Required work: Please reproduce all the data exactly as written and omit the pictures.

Stored dataset items:
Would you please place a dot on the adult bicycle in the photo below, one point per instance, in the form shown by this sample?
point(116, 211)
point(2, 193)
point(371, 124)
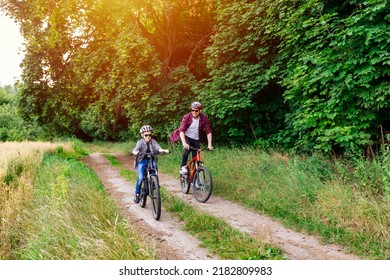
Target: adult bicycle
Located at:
point(150, 185)
point(198, 176)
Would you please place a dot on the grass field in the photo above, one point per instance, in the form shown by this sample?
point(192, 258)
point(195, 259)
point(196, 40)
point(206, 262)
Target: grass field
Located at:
point(53, 207)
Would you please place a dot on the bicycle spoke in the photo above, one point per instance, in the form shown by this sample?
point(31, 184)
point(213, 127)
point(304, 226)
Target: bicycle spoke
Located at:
point(202, 185)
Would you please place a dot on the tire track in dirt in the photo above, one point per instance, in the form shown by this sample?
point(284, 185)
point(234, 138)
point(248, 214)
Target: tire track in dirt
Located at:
point(296, 245)
point(170, 241)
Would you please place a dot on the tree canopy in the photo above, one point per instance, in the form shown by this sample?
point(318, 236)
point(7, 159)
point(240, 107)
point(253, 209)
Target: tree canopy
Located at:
point(305, 75)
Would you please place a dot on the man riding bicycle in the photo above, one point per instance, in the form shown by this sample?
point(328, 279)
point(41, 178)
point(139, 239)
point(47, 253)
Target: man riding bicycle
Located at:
point(144, 145)
point(192, 125)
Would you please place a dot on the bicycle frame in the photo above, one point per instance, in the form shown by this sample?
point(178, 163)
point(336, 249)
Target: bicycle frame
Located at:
point(193, 164)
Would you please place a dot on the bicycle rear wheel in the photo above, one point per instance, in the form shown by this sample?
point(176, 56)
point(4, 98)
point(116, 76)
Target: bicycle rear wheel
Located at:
point(144, 193)
point(203, 184)
point(184, 183)
point(155, 197)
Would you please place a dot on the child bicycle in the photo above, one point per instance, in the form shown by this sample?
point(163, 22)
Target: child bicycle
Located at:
point(150, 185)
point(199, 176)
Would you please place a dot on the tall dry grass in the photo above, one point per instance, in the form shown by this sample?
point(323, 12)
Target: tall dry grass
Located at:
point(18, 162)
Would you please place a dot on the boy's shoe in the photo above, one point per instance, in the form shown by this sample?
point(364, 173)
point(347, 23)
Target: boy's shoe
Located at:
point(183, 170)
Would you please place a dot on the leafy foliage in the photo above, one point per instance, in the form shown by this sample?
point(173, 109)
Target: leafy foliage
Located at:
point(337, 77)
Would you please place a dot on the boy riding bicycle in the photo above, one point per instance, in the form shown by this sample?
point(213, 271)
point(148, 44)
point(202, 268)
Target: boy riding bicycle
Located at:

Task answer:
Would you please place a dot on the adult bicycle in the photo below, one point per instance, in the form shown by this sample?
point(116, 211)
point(2, 193)
point(371, 124)
Target: adult bicycle
Located at:
point(150, 185)
point(198, 176)
Would you please place a dot on the grass field in the photo above, one point per instance, in the form shown by this sample?
point(192, 258)
point(195, 259)
point(196, 40)
point(206, 262)
Target: grass field
Located at:
point(53, 207)
Would you please place a dot on the bicycle spoke in the photo above, one point per instance, in the form shown by this sample?
point(31, 184)
point(213, 127)
point(304, 226)
Target: bicycle spoke
Located at:
point(202, 185)
Would you please place a dot on the tire track in dirt in the photo above, one point per instance, in the form shown by this sample?
point(284, 185)
point(234, 138)
point(248, 214)
Target: tire track in dirt
Located at:
point(296, 245)
point(170, 241)
Would you please place a dot on the tree canopy in the photo above, one point per instance, in the form shown by this sample?
point(318, 236)
point(7, 159)
point(240, 107)
point(253, 209)
Target: tree canopy
Located at:
point(305, 75)
Would you please place a dot on the man riding bicycle in the photo above, one point per instance, in the form shown by this sample?
point(328, 279)
point(41, 178)
point(139, 239)
point(47, 253)
Target: man riding bicycle
Located at:
point(144, 145)
point(192, 125)
Would you please place a dot on the bicycle frame in the photo above, one point per instance, in the form shown by this sample?
point(178, 163)
point(336, 249)
Target: bicycle frame
Located at:
point(193, 164)
Would you please place a dot on the bicycle rear wheel in the photo above, one point per instance, in the form shown by this sample?
point(176, 56)
point(4, 98)
point(116, 76)
Target: bicycle rear wheel
Located at:
point(144, 193)
point(203, 184)
point(184, 183)
point(155, 197)
Would you please place a dot on the child bicycle in the photo above, one point per instance, in the form shown by this sample?
point(163, 22)
Target: child bicycle
Located at:
point(150, 185)
point(199, 176)
Would you please place a dot on the tall dry grass in the photo above, one point per instance, in the form shown by this sample?
point(323, 12)
Target: tall dry grass
Located at:
point(18, 162)
Would you please place a dot on the boy's shoe in the photo above, one point per instance, in the form shown by this sample?
point(364, 173)
point(347, 23)
Target: boy's shoe
Located at:
point(183, 170)
Would you please place a dot on the leafy foliage in the photo above, one point per instance, in the form shown by this sample?
point(173, 109)
Target: leafy foliage
Located at:
point(337, 77)
Would you please place a dot on the boy riding bicycle in the photo above, one point per instance, in the form shown by this sample?
point(213, 271)
point(148, 44)
point(202, 268)
Target: boy riding bicycle
Located at:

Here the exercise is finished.